#### Directions:
**a)** Answer these from the limit derivation, one answer a line:
(i) What value do f(a) and g(a) both have?
(ii) What formula is given as the linear approximation of f(x)?
(iii) How does the writer judge the first approach?
**b)** Reproduce word for word the part of the limit derivation from "There are multiple" to "is really cool.".

#### Text shown:
** Begin **

There are multiple approaches to this
$$\lim_{x\to a}\frac{f(x)}{g(x)}=\lim_{x\to a}\frac{f(x)-0}{g(x)-0}$$
\(\because f(a)=g(a)=0\)
$$ \begin{align*} \lim_{x\to a}\frac{f(x)}{g(x)}&=\lim_{x\to a}\frac{f(x)-f(a)}{g(x)-g(a)}\\\\ &=\lim_{x\to a}\left(\frac{\space\space\dfrac{f(x)-f(a)}{x-a}\space\space}{\dfrac{g(x)-g(a)}{x-a}}\right)\\\\ &=\frac{\displaystyle\lim_{x\to a}\left(\dfrac{f(x)-f(a)}{x-a}\right)}{\displaystyle\lim_{x\to a}\left(\dfrac{g(x)-g(a)}{x-a}\right)} \end{align*} $$
By definition \(f’(a)=\displaystyle\lim_{x\to a}\dfrac{f(x)-f(a)}{x-a}\)
$$\therefore\quad\lim_{x\to a}\frac{f(x)}{g(x)}=\frac{f’(a)}{g’(a)}=\lim_{x\to a}\frac{f’(x)}{g’(x)}$$
It works, but it’s average, and not especially pleasant to look at. There’s a less generic way to do it, which in my opinion is really cool.
$$f(x)\approx f(a)+f’(a)(x-a)$$
Linear approximation is accurate for values of \(x\) close to \(a\), and as \(x\to a\), the approximation becomes
$$f(x)=f(a)+f’(a)(x-a)$$
Therefore as \(x\to a\)
$$ \frac{f(x)}{g(x)}=\frac{f(a)+f’(a)(x-a)}{g(a)+g’(a)(x-a)} $$
We know \(f(a)=g(a)=0\)
$$ \begin{align*} &=\frac{f’(a)(x-a)}{g’(a)(x-a)}\\\\ &=\frac{f’(x)}{g’(x)} \end{align*} $$

** End **

#### Dataset:

** Begin **

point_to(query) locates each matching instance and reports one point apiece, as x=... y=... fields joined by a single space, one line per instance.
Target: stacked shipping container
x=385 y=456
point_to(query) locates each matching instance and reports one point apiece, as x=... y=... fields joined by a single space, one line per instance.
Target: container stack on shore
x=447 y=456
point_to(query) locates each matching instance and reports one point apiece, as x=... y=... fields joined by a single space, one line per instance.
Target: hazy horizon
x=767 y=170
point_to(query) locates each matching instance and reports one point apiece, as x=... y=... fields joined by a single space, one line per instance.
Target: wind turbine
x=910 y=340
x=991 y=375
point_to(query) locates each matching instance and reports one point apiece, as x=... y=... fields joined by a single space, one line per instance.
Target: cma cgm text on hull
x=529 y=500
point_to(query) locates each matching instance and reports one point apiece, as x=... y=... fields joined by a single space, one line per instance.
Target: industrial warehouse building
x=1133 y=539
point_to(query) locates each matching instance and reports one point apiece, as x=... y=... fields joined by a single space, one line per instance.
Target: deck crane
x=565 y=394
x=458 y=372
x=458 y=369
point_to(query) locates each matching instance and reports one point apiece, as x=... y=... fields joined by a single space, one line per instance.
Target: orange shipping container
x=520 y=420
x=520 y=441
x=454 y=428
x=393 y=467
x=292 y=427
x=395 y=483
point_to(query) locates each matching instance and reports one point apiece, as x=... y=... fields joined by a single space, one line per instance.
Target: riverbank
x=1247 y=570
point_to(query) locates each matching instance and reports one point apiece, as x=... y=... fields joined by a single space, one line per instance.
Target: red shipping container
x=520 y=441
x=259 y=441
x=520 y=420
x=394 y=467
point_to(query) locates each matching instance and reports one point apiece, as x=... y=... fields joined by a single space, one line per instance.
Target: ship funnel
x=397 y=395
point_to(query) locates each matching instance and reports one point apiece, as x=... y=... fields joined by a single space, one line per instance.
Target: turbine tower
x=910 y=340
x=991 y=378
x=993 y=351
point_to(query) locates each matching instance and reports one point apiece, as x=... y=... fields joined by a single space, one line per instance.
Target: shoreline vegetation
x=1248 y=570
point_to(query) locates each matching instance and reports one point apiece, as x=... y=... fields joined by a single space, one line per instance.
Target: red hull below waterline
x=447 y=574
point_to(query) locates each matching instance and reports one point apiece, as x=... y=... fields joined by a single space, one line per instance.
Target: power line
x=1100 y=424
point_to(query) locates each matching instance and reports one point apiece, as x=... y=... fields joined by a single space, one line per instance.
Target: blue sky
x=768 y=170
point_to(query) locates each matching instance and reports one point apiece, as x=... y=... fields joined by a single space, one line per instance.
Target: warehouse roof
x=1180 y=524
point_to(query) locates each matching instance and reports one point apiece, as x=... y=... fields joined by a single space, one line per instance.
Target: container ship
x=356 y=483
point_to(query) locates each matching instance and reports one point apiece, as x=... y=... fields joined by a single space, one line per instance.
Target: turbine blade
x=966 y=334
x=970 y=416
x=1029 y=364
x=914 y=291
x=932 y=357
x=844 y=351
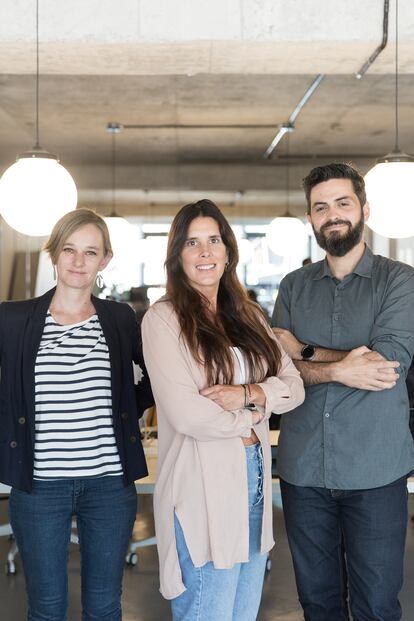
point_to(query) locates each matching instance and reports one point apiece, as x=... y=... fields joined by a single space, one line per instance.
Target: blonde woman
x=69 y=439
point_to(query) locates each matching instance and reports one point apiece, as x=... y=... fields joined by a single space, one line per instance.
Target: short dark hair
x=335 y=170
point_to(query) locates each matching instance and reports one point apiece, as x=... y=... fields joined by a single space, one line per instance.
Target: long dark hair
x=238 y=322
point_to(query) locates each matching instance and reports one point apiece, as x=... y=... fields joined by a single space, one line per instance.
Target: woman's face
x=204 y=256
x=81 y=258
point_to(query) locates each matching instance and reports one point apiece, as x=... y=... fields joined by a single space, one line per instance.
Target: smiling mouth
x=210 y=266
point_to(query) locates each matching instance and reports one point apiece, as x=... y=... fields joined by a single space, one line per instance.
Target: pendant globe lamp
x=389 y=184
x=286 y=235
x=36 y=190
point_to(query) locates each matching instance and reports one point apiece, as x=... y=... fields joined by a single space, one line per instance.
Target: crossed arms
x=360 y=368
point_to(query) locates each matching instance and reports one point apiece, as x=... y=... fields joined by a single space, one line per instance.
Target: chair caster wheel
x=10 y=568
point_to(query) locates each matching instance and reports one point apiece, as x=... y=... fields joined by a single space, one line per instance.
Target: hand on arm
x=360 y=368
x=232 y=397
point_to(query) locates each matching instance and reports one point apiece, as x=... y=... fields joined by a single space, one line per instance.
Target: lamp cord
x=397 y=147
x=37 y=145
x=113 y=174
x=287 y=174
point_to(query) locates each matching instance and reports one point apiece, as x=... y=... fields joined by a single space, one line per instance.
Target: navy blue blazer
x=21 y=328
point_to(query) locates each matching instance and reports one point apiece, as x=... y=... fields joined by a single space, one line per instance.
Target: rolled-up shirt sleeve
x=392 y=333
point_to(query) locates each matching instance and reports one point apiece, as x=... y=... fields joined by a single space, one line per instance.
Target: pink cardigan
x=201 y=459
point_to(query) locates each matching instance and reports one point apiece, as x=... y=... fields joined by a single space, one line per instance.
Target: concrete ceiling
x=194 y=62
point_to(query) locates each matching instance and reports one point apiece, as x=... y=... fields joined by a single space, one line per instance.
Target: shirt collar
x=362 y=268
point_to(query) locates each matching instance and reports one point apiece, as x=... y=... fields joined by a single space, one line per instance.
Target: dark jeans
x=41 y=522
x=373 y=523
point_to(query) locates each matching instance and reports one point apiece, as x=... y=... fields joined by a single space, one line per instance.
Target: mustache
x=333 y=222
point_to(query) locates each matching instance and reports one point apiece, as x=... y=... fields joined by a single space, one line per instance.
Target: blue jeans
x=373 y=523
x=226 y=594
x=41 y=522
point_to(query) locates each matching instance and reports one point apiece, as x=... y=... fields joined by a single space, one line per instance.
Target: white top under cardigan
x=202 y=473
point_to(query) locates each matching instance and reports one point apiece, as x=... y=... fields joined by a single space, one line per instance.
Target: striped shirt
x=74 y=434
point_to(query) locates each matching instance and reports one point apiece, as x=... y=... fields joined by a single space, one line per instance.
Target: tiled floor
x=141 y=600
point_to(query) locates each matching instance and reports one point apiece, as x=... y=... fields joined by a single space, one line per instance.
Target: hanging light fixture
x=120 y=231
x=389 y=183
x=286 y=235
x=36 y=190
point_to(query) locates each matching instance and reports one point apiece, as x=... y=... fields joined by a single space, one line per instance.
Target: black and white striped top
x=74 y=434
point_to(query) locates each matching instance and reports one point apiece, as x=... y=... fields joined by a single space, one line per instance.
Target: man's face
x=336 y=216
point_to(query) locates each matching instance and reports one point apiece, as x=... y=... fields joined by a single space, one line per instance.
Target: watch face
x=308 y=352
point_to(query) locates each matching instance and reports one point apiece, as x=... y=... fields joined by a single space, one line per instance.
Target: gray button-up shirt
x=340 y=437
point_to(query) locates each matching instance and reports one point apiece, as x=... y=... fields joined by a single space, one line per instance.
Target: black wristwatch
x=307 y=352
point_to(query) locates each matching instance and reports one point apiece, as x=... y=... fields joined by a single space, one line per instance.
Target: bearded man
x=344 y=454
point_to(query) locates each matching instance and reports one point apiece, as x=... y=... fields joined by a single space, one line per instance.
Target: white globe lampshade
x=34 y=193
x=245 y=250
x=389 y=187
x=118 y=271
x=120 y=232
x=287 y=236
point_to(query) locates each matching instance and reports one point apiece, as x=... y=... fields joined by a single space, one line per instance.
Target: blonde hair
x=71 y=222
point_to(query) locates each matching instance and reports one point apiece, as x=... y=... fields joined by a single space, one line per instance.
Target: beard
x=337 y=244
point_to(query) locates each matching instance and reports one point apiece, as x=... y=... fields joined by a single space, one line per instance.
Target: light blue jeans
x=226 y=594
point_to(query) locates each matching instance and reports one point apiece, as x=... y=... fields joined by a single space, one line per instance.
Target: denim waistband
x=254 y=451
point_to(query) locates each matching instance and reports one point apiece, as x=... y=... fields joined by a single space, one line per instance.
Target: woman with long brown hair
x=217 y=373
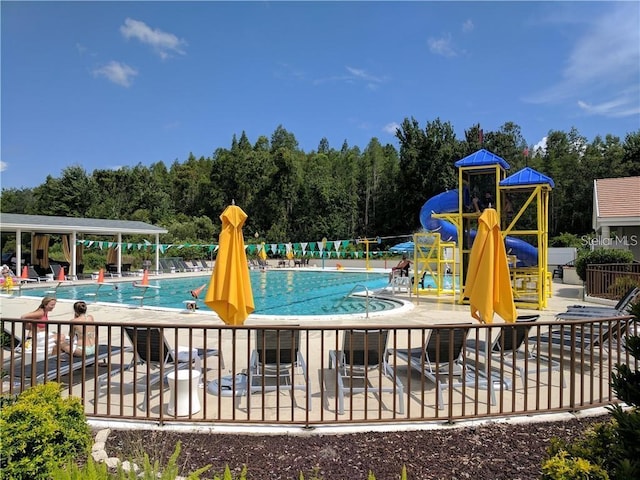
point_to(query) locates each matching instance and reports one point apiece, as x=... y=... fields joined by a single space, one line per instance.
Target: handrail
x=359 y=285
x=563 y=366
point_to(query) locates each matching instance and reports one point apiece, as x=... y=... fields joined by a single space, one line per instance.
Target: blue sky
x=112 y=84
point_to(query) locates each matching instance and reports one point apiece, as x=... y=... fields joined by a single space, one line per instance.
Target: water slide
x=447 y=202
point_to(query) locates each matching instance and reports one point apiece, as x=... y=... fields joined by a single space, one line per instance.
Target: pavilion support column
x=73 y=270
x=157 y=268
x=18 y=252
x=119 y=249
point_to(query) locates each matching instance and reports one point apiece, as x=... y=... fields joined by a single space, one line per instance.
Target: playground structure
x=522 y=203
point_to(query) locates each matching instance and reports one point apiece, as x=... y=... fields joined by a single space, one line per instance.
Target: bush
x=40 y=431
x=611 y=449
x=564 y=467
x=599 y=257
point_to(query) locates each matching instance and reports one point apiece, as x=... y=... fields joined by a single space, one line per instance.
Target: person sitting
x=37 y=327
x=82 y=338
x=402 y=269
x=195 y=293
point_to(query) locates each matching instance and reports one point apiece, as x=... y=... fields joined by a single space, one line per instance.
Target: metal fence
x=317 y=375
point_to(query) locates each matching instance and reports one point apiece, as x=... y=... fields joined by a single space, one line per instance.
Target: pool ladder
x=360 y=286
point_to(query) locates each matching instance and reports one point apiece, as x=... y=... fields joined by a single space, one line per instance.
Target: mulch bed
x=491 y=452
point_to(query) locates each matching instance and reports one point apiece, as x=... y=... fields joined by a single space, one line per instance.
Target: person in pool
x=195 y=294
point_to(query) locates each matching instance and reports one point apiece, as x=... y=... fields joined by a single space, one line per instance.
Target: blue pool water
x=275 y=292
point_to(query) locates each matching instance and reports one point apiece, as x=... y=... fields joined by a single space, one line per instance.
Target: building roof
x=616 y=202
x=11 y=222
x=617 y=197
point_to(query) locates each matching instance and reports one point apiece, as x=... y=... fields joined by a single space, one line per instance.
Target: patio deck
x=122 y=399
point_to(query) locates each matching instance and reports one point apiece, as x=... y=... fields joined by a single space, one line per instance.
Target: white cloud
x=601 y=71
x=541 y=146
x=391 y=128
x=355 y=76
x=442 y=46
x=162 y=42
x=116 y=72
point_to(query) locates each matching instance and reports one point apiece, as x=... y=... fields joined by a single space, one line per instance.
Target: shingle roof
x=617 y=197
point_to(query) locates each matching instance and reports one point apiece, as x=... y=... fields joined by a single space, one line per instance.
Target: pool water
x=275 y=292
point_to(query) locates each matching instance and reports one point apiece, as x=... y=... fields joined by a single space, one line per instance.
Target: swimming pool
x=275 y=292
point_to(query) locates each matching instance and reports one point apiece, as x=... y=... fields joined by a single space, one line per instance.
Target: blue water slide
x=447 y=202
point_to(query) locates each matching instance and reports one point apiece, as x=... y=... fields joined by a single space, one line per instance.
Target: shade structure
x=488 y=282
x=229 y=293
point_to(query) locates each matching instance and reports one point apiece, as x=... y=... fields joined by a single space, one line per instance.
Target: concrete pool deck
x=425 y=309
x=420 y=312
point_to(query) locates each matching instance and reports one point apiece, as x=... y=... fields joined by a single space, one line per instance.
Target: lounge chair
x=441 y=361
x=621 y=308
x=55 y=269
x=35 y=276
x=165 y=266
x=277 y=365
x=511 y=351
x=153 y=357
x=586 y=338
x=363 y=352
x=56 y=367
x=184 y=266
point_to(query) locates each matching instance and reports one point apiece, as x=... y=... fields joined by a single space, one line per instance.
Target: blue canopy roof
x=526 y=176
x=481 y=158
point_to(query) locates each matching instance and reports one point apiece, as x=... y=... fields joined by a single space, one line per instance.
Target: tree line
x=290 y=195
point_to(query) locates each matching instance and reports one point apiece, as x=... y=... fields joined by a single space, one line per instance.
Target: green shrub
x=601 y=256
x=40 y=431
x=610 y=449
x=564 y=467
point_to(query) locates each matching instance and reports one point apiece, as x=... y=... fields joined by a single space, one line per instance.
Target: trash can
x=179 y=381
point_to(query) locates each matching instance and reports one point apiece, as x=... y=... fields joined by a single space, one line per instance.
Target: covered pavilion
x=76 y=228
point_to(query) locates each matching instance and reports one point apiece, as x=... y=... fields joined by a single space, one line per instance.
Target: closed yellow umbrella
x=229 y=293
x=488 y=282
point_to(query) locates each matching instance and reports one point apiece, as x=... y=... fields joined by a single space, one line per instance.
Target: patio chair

** End **

#### Solutions to the tasks:
**a)**
(i) Both equal 0.
(ii) f(x) ≈ f(a) + f′(a)(x − a)
(iii) It works, but it is average and not especially pleasant to look at.

**b)**
There are multiple approaches to this
$$\lim_{x\to a}\frac{f(x)}{g(x)}=\lim_{x\to a}\frac{f(x)-0}{g(x)-0}$$
\(\because f(a)=g(a)=0\)
$$ \begin{align*} \lim_{x\to a}\frac{f(x)}{g(x)}&=\lim_{x\to a}\frac{f(x)-f(a)}{g(x)-g(a)}\\\\ &=\lim_{x\to a}\left(\frac{\space\space\dfrac{f(x)-f(a)}{x-a}\space\space}{\dfrac{g(x)-g(a)}{x-a}}\right)\\\\ &=\frac{\displaystyle\lim_{x\to a}\left(\dfrac{f(x)-f(a)}{x-a}\right)}{\displaystyle\lim_{x\to a}\left(\dfrac{g(x)-g(a)}{x-a}\right)} \end{align*} $$
By definition \(f’(a)=\displaystyle\lim_{x\to a}\dfrac{f(x)-f(a)}{x-a}\)
$$\therefore\quad\lim_{x\to a}\frac{f(x)}{g(x)}=\frac{f’(a)}{g’(a)}=\lim_{x\to a}\frac{f’(x)}{g’(x)}$$
It works, but it’s average, and not especially pleasant to look at. There’s a less generic way to do it, which in my opinion is really cool.